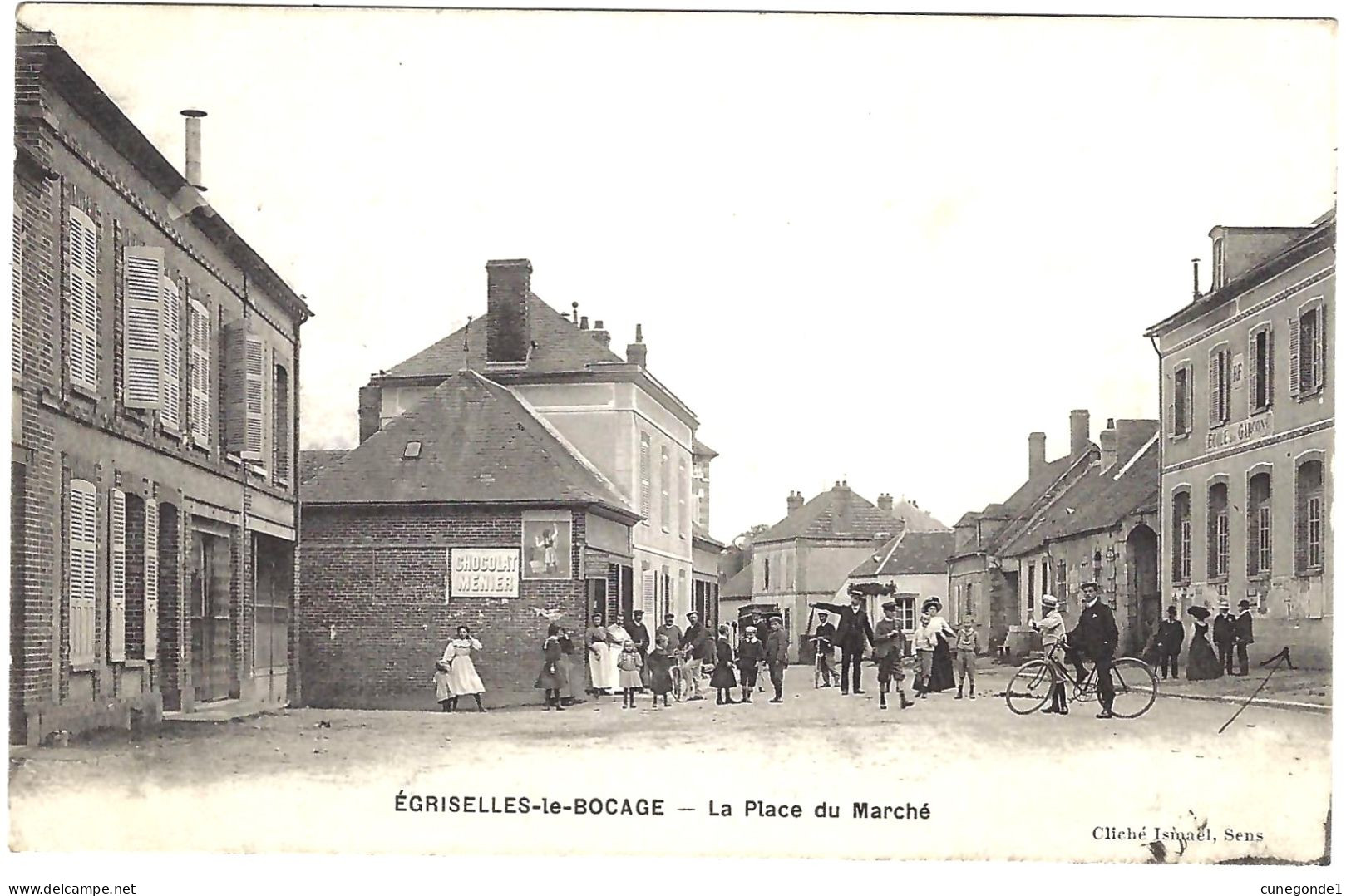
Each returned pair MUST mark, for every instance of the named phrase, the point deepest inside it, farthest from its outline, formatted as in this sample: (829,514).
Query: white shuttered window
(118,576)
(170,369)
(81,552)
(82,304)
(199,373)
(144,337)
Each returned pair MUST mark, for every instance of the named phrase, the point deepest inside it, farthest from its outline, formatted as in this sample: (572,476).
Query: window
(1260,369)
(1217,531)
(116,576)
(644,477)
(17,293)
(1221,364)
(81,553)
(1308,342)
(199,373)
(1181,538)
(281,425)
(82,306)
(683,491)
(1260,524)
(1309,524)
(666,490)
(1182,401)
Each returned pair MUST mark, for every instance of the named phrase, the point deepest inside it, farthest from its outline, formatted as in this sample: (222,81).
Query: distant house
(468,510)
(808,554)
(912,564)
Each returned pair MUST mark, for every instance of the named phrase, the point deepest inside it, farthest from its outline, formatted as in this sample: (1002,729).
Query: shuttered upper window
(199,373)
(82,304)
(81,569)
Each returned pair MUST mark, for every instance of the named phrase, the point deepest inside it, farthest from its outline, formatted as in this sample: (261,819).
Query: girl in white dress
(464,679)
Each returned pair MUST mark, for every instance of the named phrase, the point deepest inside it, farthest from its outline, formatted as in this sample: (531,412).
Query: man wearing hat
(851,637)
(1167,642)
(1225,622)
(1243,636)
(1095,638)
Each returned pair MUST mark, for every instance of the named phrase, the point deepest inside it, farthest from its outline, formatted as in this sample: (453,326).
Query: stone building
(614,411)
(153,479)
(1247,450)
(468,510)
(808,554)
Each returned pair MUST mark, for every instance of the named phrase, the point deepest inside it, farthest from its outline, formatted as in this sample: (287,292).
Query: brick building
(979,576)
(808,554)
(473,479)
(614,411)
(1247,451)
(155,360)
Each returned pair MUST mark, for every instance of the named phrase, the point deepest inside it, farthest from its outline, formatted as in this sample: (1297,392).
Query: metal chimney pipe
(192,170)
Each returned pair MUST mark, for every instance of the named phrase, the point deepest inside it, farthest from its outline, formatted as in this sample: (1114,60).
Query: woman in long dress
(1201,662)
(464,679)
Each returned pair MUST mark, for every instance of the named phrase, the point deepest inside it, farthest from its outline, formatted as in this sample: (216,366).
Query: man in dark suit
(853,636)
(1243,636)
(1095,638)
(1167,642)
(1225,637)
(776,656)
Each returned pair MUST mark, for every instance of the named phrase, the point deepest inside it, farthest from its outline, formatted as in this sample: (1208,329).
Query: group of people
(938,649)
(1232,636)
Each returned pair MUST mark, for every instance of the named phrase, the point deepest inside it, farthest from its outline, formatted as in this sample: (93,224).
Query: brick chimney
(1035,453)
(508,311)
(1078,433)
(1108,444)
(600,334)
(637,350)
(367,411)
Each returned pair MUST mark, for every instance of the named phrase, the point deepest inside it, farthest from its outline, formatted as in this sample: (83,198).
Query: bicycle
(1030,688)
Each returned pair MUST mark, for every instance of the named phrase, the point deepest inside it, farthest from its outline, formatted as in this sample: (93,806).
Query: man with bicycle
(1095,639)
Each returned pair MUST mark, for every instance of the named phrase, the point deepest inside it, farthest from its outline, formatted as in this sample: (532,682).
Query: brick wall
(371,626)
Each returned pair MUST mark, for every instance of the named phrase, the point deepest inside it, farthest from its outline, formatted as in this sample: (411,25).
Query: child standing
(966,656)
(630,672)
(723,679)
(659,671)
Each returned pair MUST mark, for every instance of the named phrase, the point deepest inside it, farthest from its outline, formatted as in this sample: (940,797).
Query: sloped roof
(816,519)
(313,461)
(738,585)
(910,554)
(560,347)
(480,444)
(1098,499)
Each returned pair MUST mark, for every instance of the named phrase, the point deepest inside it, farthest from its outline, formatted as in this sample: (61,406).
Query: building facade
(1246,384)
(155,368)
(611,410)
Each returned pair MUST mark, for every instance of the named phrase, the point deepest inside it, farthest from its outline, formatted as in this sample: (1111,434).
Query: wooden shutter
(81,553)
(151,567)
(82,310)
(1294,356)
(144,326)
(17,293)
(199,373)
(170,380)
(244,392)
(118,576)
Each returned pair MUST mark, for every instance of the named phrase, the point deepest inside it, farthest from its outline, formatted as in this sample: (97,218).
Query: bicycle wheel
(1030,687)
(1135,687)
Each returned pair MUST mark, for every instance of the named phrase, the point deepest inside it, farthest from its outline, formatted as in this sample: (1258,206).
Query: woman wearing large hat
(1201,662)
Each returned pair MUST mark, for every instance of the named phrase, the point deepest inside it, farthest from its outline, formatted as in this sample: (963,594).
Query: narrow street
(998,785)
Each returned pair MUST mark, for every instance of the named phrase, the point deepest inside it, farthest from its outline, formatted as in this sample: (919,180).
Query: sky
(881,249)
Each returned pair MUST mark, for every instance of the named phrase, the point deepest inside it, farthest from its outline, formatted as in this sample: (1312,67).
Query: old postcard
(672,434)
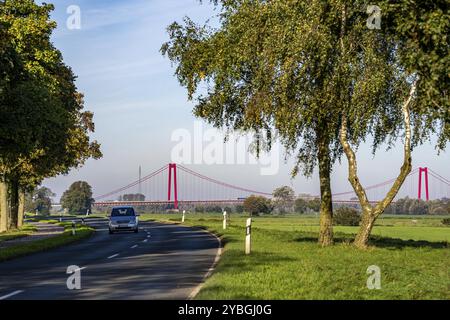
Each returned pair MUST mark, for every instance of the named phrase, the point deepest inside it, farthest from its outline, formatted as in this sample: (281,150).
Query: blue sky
# # #
[What the task requires] Without the pictures, restate all the entries above exactly.

[Solution to this exercise]
Each returned pair MUST mark, for every instance of the named phrase, the point deepest inside it, farthest from its outline, formatted as in this sample: (829,514).
Query: white shuttered window
(118,576)
(170,369)
(81,552)
(82,304)
(199,373)
(144,337)
Each returned pair MUST mark, for every instance of the named phrase, the point deepest inside it, farthest from its outline, formatted as in this sample: (572,476).
Query: window
(1260,369)
(1217,531)
(116,576)
(644,477)
(17,293)
(1221,364)
(81,553)
(1308,342)
(199,373)
(1181,538)
(281,425)
(82,306)
(683,491)
(1260,524)
(1309,524)
(666,490)
(1182,401)
Each returned pair MUST mark, for every instance of the named phrase, the point deepest inside it, farthest from its outline, formatted as in this sample: (222,81).
Query: distant house
(468,510)
(808,554)
(912,564)
Each returned pair MUST mark, for every instance of the named phrase, the point deepest inside it, farthest from its outline, formatted as in this sample: (1002,729).
Query: shuttered upper window
(199,373)
(82,304)
(81,569)
Each returned pair MUST mark, for every instance of the named phrase, the point deepest inside it, farthest from its outline, formatted as in this sample: (261,819).
Query: girl in white dress
(464,679)
Each returned pair MUST mark, for every instance of the named phrase, the point deepest inside it, farthest from its outline, formatted as in this sample: (531,412).
Query: man wearing hat
(851,637)
(1167,642)
(1225,622)
(1243,636)
(1095,638)
Each returned pair MUST mark, for every instance of the named phrase, the point deepest inside it, farthest from its outline, formatted as in this sample: (453,326).
Query: stone building
(614,411)
(153,479)
(1247,450)
(468,510)
(808,554)
Each returned pair MUST mark, for every instance of the named phrase, the point deepest inside it, farthest from its outline, formatted as in this sample: (287,292).
Query: brick building
(979,576)
(808,554)
(473,479)
(614,411)
(1247,451)
(155,360)
Each returned pair MUST mark, for every instance of the named phrase, the point deepest inside it, farthest from its outline, formatted as in this sample: (1297,392).
Query: metal chimney pipe
(192,170)
Each returned pair MUST mark, for every instance of the named phrase, the point deepest inside it, farthest from its outline, formatted as in this sample: (1114,60).
Query: woman in long dress
(1201,662)
(464,679)
Each returned pair MUST mark, for every instance of the named phrase, the point deepest inside it, farthest from its outline, formatted as in this sample: (216,366).
Query: man in dark suit
(853,636)
(1243,636)
(1095,638)
(1167,642)
(1225,637)
(776,656)
Each returned pair MUST mark, for every instance of the named phrase, the point deepest inside it, farthest from its outline, formatted as in this sample: (1208,329).
Query: group of people
(938,649)
(1232,636)
Each returned pair MUST mark, for every instance of the named phrase, the point deepest inside it, farthest from its outline, formatted as in this sample: (93,224).
Query: brick chimney
(1035,453)
(508,311)
(1078,433)
(1108,444)
(600,334)
(637,350)
(367,411)
Each returned pair MUST mark, for every instance of the named phrase, the point deepest inside it, farthest from its outline, formatted as in this sample: (83,198).
Query: bicycle
(1030,688)
Each returned pair MUST mark, for every instance of the named phrase, the point deepest inside it, farthest from its outline, formatted as in this sample: (93,806).
Query: man with bicycle
(1095,639)
Each returned pair MUST mark, for every instance of the named phrase, the point deepest inside it, farthest from its outline, formatted as in this sample: (532,682).
Query: brick wall
(371,626)
Each returned pair MUST mark, for every instance of the named phrase, the point deepest inside it, farthest from its outline, formatted as in this sample: (411,25).
Query: child standing
(966,656)
(630,672)
(723,679)
(659,671)
Each returned pair MUST mark, for every instance of the named phrase, the point deepest inside it, farthest from its outline, formatted as in this sample: (940,797).
Query: sloped roof
(816,519)
(313,461)
(738,585)
(910,554)
(560,347)
(480,444)
(1098,499)
Each returned pair MUST mark, for every instance of the named phrase, the point deepest inside it, farthest from its outline, formatted as in this sample: (61,406).
Query: building facade
(1246,384)
(155,368)
(611,410)
Each returned pair MUST mark, for every instance of the named phrase, the point deepest inside it, farthest from its outline, formatted as in this sample: (1111,434).
Query: wooden shutter
(81,553)
(151,567)
(82,310)
(1294,356)
(144,326)
(17,293)
(199,373)
(170,380)
(244,392)
(118,576)
Each returned pair MUST mark, for every instance of the named phrase, the point deepest inside it, farthest from its outline, formatted as in this sample: (97,218).
Query: bicycle wheel
(1030,687)
(1135,687)
Each returned pair MUST mark, for every instance of the named phrase, the point deepest inside it, farthest from its outline, formatted as in this sample: (1258,206).
Query: woman wearing large hat
(1201,662)
Each returned pair MUST mark, for every instance of the named phrase, the point deepest inside it, farthest from its outline, formatted as in this sample: (963,594).
Query: narrow street
(998,785)
Each returned pair MUST mark, for every instance of the named phrase, the point deepest inside it, farthest from its outline, formatted as in this sample: (919,180).
Query: sky
(881,249)
Each returned pair MUST mark, for every instance of the named phrase, the point deepest inside it, farthest from its outline, formatted as in this sample: (1312,67).
Query: old postcard
(672,434)
Each returned pair MUST mark, for every instance of the named phrase, the point deepest inside it, farthest from its outline, formatted as in this sample: (281,150).
Query: blue sky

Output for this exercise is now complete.